- [TASK ITEM]:
Every line below that mentions the word "white" should be copied out.

- [DATA RECORDS]:
* * * * * * *

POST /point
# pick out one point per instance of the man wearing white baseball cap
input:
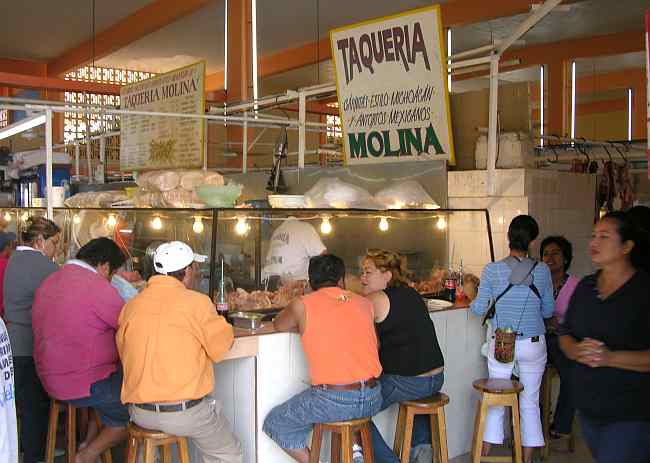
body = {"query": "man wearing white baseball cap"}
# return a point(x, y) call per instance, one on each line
point(168, 338)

* * * * * * *

- [WRITTEN RESPONSE]:
# pick out one point per instance of the man wearing white baseball cap
body = {"query": "man wearing white baseball cap"}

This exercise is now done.